** EXERCISE INSTRUCTIONS **
A) From the text on free speech in the UK, list the subjects it says people in 2025 are discouraged from criticizing.
B) Carry on the text on free speech in the UK from the point where it stops.

** SUPPLIED TEXT **
****************

In other words, both monarchs feared free speech, particularly when it was informed, caffeinated, and distributed across the wooden benches of a smoky Covent Garden coffeehouse.
From Taverns to Terms of Service
Fast-forward to 2025 and, once again, the UK government appears increasingly unsettled by what its citizens say in public—and even in private. Only now, it isn’t Jacobite toasts or mutterings about Popery that are taboo. It's criticisms of immigration policy, gender ideology, vaccine mandates, or the EU.
In Southport last year, protests broke out after reports involving migrant men and local girls sparked public fury. Amid the chaos, Lucy Connolly and Peter Lynch and others were sentenced to prison. Their crimes? Not violence, not incitement—but participating in an unapproved demonstration and daring to speak too directly about the racial dynamics of grooming gangs.
Meanwhile, Tommy Robinson, whose warnings about Pakistani rape gangs were initially dismissed as Islamophobic scaremongering, was hounded through the courts, imprisoned, and effectively silenced. Years later, much of what he claimed has been substantiated by police investigations and national reviews—but the man remains an unperson in polite society.
These modern punishments echo the 17th century with alarming precision. Then, as now, the real offence was not violence—it was heresy against the state’s moral narrative.
This time, the alehouse has gone digital—and yet, pubs themselves are not immune. Reports now abound of landlords being investigated for hosting "problematic" conversations, removing political material, and even being warned not to permit discussions that could be construed as offensive under evolving hate speech laws.

****************

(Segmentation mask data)
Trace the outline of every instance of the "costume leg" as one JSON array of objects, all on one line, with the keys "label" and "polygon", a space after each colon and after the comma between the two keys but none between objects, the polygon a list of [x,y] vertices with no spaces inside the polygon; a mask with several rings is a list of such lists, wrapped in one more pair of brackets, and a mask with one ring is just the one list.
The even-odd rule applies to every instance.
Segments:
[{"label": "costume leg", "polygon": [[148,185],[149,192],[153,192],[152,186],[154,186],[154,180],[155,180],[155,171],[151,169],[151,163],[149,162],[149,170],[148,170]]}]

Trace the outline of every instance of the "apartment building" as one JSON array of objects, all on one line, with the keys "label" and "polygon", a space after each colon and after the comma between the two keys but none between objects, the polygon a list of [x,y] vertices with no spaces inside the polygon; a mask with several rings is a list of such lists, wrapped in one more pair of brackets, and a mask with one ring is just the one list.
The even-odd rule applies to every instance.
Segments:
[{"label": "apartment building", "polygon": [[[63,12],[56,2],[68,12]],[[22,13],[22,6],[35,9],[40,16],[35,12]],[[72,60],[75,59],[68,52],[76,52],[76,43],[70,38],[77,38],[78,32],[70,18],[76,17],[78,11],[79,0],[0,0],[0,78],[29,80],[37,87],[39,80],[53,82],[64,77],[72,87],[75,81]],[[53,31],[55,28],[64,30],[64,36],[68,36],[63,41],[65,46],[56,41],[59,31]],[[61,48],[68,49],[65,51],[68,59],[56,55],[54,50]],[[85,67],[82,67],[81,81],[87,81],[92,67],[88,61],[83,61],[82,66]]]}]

****************

** ANSWER LIST **
A)
- immigration policy
- gender ideology
- vaccine mandates
- the EU

B)
The Alehouse Goes Digital
Today, it’s not just pubs and protests under surveillance—it’s the internet, group chats, WhatsApp messages, and social media timelines.
The Online Safety Act has given the state sweeping new powers to silence dissent in the name of “harm reduction.” Algorithms now do the work that tavern informants once did. But the logic is unchanged: speech is dangerous when it does not conform.
We see landlords warned about political posters in pubs. Customers ejected for “offensive” opinions. Public figures investigated for hate speech simply for stating biology or quoting crime statistics. In this new regime, the border between treason and truth is once again thin—and shifting.
Just as in the 1680s, the state recruits ordinary people—publicans, tech workers, even your Uber driver—to act as enforcers of its ideology. What was once shouted in the alehouse is now whispered on Signal or encrypted away from the eyes of Big Brother Britain.
Conclusion
The lesson from the Glorious Revolution is as clear as it is urgent: when a government begins to fear speech, it also begins to fear its own people. And when it recruits landlords, tech companies, or even your fellow pub-goers to suppress that speech, it only ensures one thing: discontent will grow—not vanish.
In 1736, long after William had died, mobs still attacked alehouses that had collaborated with state repression. From Shoreditch to Tiverton, public anger exploded not just at the authorities—but at the ordinary men and women coerced into becoming their eyes and ears.
It is a pattern Britain risks repeating.
We ought to remember, before it's too late, that a society in which people are afraid to speak openly—whether over a pint or a post—is not a society at peace. It is a society on edge. And, eventually, it is a society in crisis.
I just finished reading 1984 by George Orwell, you captured the modern reality well.
Wow. That last line was so true. I think about how this is applying today. People being silenced, filtered, etc. thank you for sharing!